* [Task requirements]:
Retype the entries below exactly, and keep every picture out of your version.

[Saved data entries]
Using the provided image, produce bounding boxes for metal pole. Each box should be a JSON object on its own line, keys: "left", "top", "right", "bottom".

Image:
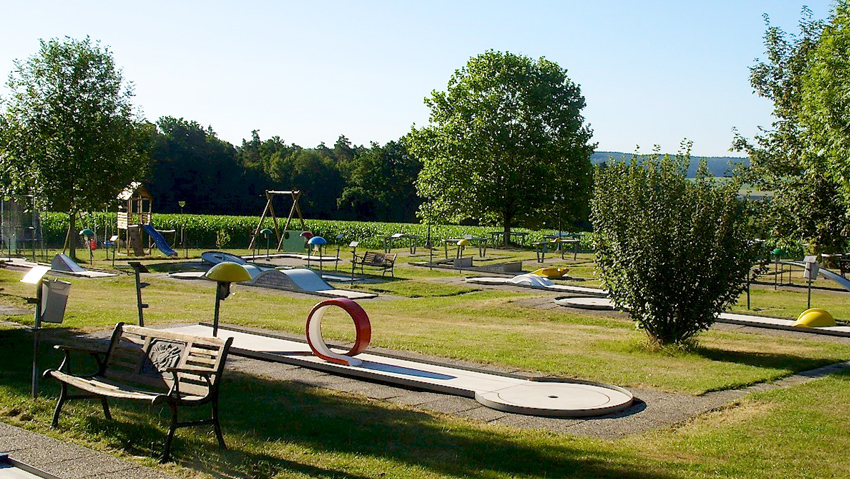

{"left": 213, "top": 285, "right": 222, "bottom": 337}
{"left": 29, "top": 227, "right": 35, "bottom": 263}
{"left": 774, "top": 257, "right": 778, "bottom": 291}
{"left": 129, "top": 262, "right": 148, "bottom": 326}
{"left": 807, "top": 278, "right": 812, "bottom": 310}
{"left": 31, "top": 278, "right": 43, "bottom": 398}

* [Your response]:
Using the provided image, produce bounding boxes for metal pole. Each box should be a JSON object on its own line, keys: "left", "top", "right", "bottom".

Image:

{"left": 213, "top": 285, "right": 222, "bottom": 337}
{"left": 29, "top": 227, "right": 35, "bottom": 263}
{"left": 774, "top": 257, "right": 778, "bottom": 291}
{"left": 129, "top": 262, "right": 148, "bottom": 326}
{"left": 807, "top": 278, "right": 812, "bottom": 310}
{"left": 31, "top": 278, "right": 43, "bottom": 398}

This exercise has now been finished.